▶ [What to do] Lay out the rows below as a JSON list of strings, with one string per line and blank lines dropped. Leave the pictures out of your answer.

Raw records:
-----
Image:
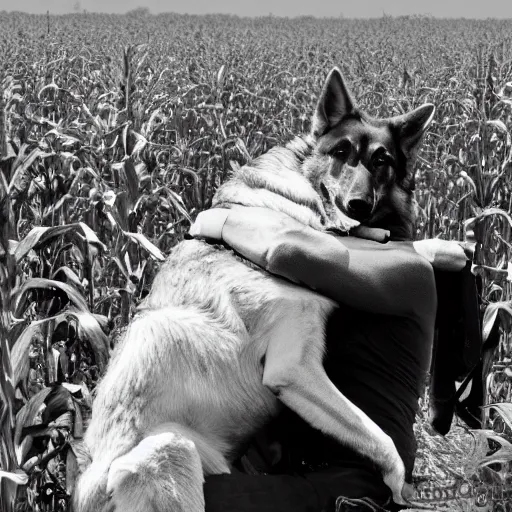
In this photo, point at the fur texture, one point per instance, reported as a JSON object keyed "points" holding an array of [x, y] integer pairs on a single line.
{"points": [[200, 368]]}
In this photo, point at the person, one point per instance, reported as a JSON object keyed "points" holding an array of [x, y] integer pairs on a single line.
{"points": [[379, 346]]}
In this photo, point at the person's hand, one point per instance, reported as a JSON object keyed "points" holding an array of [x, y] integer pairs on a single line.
{"points": [[209, 223], [447, 255]]}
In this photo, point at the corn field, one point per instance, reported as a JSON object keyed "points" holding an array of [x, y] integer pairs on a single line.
{"points": [[115, 132]]}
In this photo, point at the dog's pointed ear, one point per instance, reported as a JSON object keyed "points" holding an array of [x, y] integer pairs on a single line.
{"points": [[412, 126], [335, 103]]}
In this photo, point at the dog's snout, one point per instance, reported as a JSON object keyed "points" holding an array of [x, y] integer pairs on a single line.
{"points": [[359, 209]]}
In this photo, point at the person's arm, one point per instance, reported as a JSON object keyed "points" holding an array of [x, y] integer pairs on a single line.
{"points": [[382, 278]]}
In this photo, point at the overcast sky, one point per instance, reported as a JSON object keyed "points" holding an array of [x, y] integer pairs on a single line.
{"points": [[352, 8]]}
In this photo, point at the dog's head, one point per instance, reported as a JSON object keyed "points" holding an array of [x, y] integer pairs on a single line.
{"points": [[362, 167]]}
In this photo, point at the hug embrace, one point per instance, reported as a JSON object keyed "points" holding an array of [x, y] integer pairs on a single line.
{"points": [[277, 362]]}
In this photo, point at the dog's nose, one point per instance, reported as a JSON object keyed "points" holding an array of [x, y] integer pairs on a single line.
{"points": [[359, 209]]}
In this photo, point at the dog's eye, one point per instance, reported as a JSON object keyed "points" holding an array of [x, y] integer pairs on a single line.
{"points": [[381, 160], [343, 150]]}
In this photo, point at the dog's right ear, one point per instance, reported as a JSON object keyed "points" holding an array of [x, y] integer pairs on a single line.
{"points": [[334, 104]]}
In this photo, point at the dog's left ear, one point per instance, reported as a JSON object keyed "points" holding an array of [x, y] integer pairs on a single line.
{"points": [[412, 126], [334, 104]]}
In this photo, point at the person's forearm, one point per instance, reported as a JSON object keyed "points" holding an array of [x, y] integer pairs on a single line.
{"points": [[383, 278]]}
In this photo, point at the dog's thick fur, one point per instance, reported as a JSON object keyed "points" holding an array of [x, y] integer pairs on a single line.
{"points": [[219, 344]]}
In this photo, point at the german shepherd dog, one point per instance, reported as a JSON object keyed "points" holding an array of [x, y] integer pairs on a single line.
{"points": [[219, 345]]}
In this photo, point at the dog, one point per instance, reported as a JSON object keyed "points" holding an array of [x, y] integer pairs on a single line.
{"points": [[219, 345]]}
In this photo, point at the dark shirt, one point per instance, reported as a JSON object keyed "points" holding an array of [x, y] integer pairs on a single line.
{"points": [[379, 363]]}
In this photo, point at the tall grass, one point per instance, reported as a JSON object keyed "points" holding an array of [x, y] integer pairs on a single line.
{"points": [[116, 130]]}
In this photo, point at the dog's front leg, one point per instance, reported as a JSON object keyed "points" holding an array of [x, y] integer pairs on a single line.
{"points": [[294, 372]]}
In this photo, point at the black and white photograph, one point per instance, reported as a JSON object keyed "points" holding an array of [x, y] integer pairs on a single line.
{"points": [[255, 256]]}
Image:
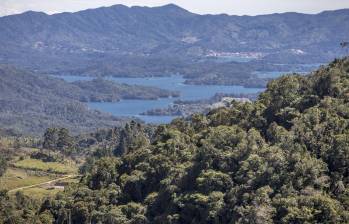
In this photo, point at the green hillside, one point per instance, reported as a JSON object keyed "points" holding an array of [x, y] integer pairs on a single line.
{"points": [[281, 159]]}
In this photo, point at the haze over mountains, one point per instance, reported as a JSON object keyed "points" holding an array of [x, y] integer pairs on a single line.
{"points": [[95, 37]]}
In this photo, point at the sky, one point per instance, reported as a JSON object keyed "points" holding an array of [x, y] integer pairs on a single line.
{"points": [[232, 7]]}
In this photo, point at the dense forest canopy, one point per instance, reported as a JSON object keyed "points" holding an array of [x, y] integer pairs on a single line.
{"points": [[281, 159]]}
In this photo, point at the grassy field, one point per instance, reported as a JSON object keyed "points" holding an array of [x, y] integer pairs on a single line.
{"points": [[15, 178], [52, 167], [40, 193]]}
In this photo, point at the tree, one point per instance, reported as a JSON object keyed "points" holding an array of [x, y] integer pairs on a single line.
{"points": [[3, 166], [65, 142], [50, 138]]}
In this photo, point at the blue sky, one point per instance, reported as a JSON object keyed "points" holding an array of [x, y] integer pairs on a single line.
{"points": [[233, 7]]}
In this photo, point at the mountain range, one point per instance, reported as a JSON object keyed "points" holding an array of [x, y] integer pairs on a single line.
{"points": [[71, 41]]}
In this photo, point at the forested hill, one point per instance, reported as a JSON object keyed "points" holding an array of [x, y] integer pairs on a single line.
{"points": [[30, 103], [69, 41], [281, 159]]}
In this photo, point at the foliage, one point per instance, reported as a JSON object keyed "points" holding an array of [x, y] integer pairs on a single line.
{"points": [[281, 159]]}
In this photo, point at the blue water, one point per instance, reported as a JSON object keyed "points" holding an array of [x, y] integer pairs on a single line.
{"points": [[224, 59], [132, 108]]}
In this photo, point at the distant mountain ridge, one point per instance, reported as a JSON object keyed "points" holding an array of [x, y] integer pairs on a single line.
{"points": [[38, 40]]}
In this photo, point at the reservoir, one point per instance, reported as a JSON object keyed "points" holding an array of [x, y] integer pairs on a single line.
{"points": [[132, 108]]}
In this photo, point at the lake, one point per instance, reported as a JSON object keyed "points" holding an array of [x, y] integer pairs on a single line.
{"points": [[132, 108]]}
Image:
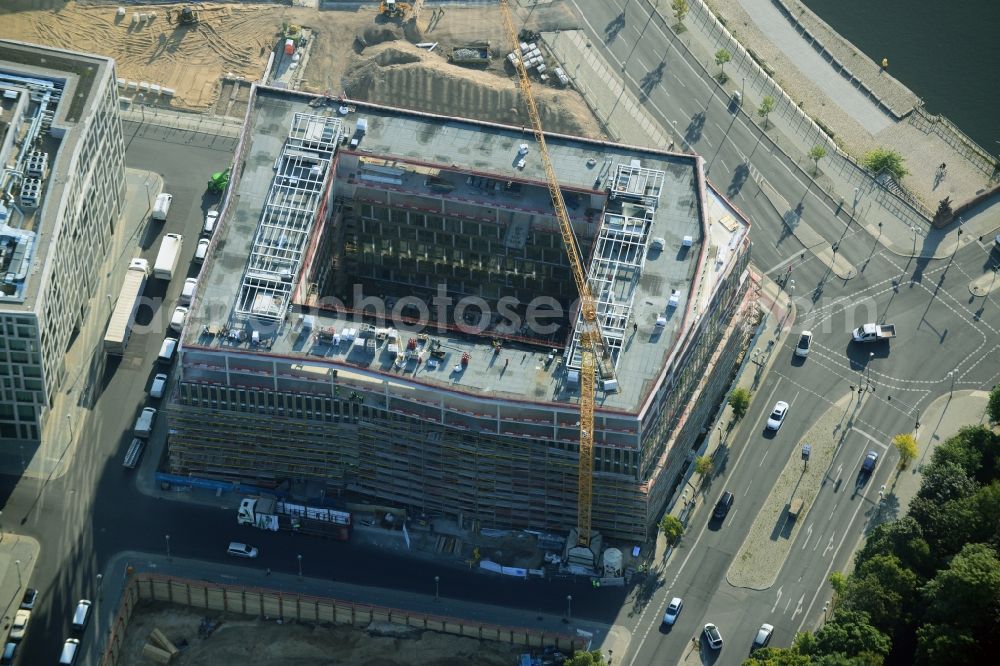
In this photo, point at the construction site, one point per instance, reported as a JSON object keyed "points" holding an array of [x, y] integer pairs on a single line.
{"points": [[432, 309]]}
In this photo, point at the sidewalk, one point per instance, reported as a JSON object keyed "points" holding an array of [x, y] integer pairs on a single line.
{"points": [[84, 361], [18, 555]]}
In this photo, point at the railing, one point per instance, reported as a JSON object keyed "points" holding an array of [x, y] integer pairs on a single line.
{"points": [[251, 601]]}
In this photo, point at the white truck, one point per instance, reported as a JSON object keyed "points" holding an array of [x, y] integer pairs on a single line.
-----
▶ [Problem solution]
[
  "Image:",
  "In this photo, point at the fur texture, one point per instance, reported as a JSON object keyed \"points\" holding an array of [x, y] integer pairs on a single line.",
  "{\"points\": [[200, 368]]}",
  "In this photo, point at the person, one point per instance, reported as a JSON object keyed \"points\" holding an array of [x, y] integer pairs on a single line.",
  "{\"points\": [[379, 346]]}",
  "In this photo, point at the person's hand, one point per instance, reported as a JSON object keyed \"points\" holding an array of [x, y] integer pairs on a single line.",
  "{\"points\": [[209, 223], [447, 255]]}",
  "In this photo, point at the corn field, one point per instance, reported as a JSON object keyed \"points\" holding an array of [x, y] integer pairs on a single line.",
  "{\"points\": [[115, 132]]}",
  "In this photo, point at the dog's pointed ear, one point per instance, reported as a JSON object keyed \"points\" holding an array of [x, y] integer pairs on a single line.",
  "{\"points\": [[412, 126], [335, 103]]}",
  "In this photo, point at the dog's snout, one point per instance, reported as a JSON object keyed \"points\" holding an array of [x, y] integer pairs on a single line.",
  "{\"points\": [[359, 209]]}",
  "In this photo, point at the person's arm, one point per instance, reported as a JSON object keyed \"points\" holding an array of [x, y] integer pairs on a single line.",
  "{\"points\": [[382, 278]]}",
  "In this photo, point at the overcast sky, one point per instance, reported as a JSON object keyed \"points\" holding an array of [x, y] integer pairs on a single line.",
  "{\"points\": [[352, 8]]}",
  "In this photo, point at the dog's head, one point per instance, reported as a JSON object keyed \"points\" holding an array of [x, y] integer pairs on a single line.",
  "{\"points\": [[362, 167]]}",
  "In this photo, point at the hug embrace, one point per instance, reported as a JSON object keyed \"points\" holding an array of [x, y] integer pairs on a single line.",
  "{\"points\": [[277, 362]]}",
  "In this photo, point at the dog's nose, one point per instance, reported as a JSON object keyed \"points\" holding an array of [x, y] integer pairs on a single line.",
  "{\"points\": [[359, 209]]}",
  "In this photo, point at the dog's eye, one point per instance, reported as a JSON object keyed \"points\" holding an array of [x, y] integer pairs on a single line.",
  "{\"points\": [[381, 160], [343, 150]]}",
  "In this photo, point at the dog's right ear, one point per instance, reported as a JSON object keyed \"points\" holding an array of [x, y] integer pairs on a single line.",
  "{\"points\": [[334, 104]]}",
  "In this photo, point at the dog's left ear, one point per instance, reported as a JSON object keyed \"points\" holding an array of [x, y] integer pairs on a single line.",
  "{\"points\": [[412, 126], [334, 104]]}",
  "In this photo, point at the person's forearm, one point per instance, reported as a JSON object keyed \"points\" holding an array of [x, y] integer pairs on a single line.",
  "{\"points\": [[383, 278]]}",
  "In this photo, point at the dog's thick fur, one point per instance, reported as a JSON object keyed \"points\" holding an array of [x, y] integer pairs on a single line.",
  "{\"points\": [[219, 344]]}",
  "In this photo, point at the german shepherd dog, one point per instance, reported as a JSON object keyed \"points\" holding an array of [x, y] integer pairs on a single line.",
  "{\"points\": [[219, 345]]}",
  "In this photo, point at the dog, one point per instance, reported as a JSON object keyed \"points\" holding an array of [x, y] integer pairs on a single line.",
  "{\"points\": [[219, 345]]}",
  "In this photo, point at the dark shirt, one point per instance, reported as a JSON object keyed \"points\" holding an array of [x, y] integer pairs on a single line.",
  "{\"points\": [[379, 363]]}",
  "In this photo, point at the tall grass, one point per instance, reported as a JSON object keyed \"points\" holding an array of [x, y] integer pairs on a single line.",
  "{\"points\": [[116, 130]]}",
  "In this photo, point at the dog's front leg, one point per instance, reported as a JSON object keyed \"points\" holding an array of [x, y] integer pairs on a single line.",
  "{\"points\": [[294, 372]]}",
  "In this photo, point at the black and white photograph, one point per instance, reported as a JSON object keyed \"points\" holding an array of [x, y] integer pairs on a single line.",
  "{\"points\": [[255, 256]]}",
  "Image:",
  "In this photo, point at the green hillside, one point per instance, reported as a JSON object keyed \"points\" holding an array of [x, y] integer pairs on a single line.",
  "{\"points\": [[281, 159]]}",
  "In this photo, point at the haze over mountains, one point per instance, reported as a JSON object keyed \"points\" holding an array of [x, y] integer pairs on a single line.",
  "{\"points\": [[95, 37]]}",
  "In this photo, point at the sky, one point per instance, reported as a JSON object keyed \"points\" holding an array of [x, y] integer pairs on a single line.",
  "{\"points\": [[232, 7]]}",
  "In this photo, point at the dense forest canopy, one point per instance, reported as a JSON object keyed \"points\" holding an array of [x, y] integer pairs on a single line.",
  "{\"points\": [[281, 159]]}",
  "In this photo, point at the grassy field, one point per instance, reported as a JSON object keyed \"points\" holding an array of [x, y] integer pairs on a single line.",
  "{\"points\": [[15, 178], [52, 167], [40, 193]]}",
  "In this photo, point at the tree, one point per instance, reported as a JSON object keyed \"points\" holding an array of [x, y] integer pairs on a single line.",
  "{\"points\": [[3, 166], [65, 142], [50, 138]]}",
  "In this photo, point at the blue sky, one point per instance, reported as a JSON object keyed \"points\" holding an array of [x, y] integer pairs on a single line.",
  "{\"points\": [[233, 7]]}",
  "In this photo, point at the mountain range, one point per instance, reported as a JSON object keyed \"points\" holding an array of [x, y] integer pairs on a single line.",
  "{\"points\": [[71, 41]]}",
  "In this photo, point at the forested hill, one point per instance, reported as a JSON object keyed \"points\" holding an array of [x, y] integer pairs on a single line.",
  "{\"points\": [[30, 103], [69, 41], [281, 159]]}",
  "In this photo, point at the foliage, one point per instance, reported as a JSON object keyed \"points\" holding an array of [x, y] integer pairs on a single line.",
  "{\"points\": [[281, 159]]}",
  "In this photo, point at the blue water, one point per instance, reported as a JSON object keyed \"points\" holding an array of [x, y] integer pairs on a single line.",
  "{\"points\": [[224, 59], [132, 108]]}",
  "In this photo, point at the distant mountain ridge, one point per instance, reported as a JSON object keyed \"points\" holding an array of [x, y] integer pairs on a single line.",
  "{\"points\": [[38, 40]]}",
  "In this photo, point at the reservoir, one point per instance, reported as a JSON object keyed \"points\" holding an array of [x, y] integer pairs on a single line.",
  "{\"points\": [[132, 108]]}",
  "In this photo, point at the lake, one point per instance, reported as a JSON object keyed \"points\" holding an array of [x, y] integer pairs on a single line.",
  "{\"points\": [[132, 108]]}",
  "Image:",
  "In this photo, point at the construction site, one point per instance, reported as a JSON object keyed \"points\" holding an array of [x, y] integer pairs on a single line.",
  "{\"points\": [[432, 309]]}",
  "In this photo, point at the sidewalk, one point per instance, reported as a JSON object keyed \"points\" holding an array of [x, y] integer pairs on a single line.",
  "{\"points\": [[84, 361], [18, 555]]}",
  "In this photo, point at the railing, one point per instance, reported as a JSON object keyed \"points\" holding an array of [x, y] integer pairs on a single line.",
  "{\"points\": [[251, 601]]}",
  "In this photo, point at the white truck, one point per instance, reported as a JSON object keyed \"points\" holding an array of [x, y] integer pairs on a single line."
]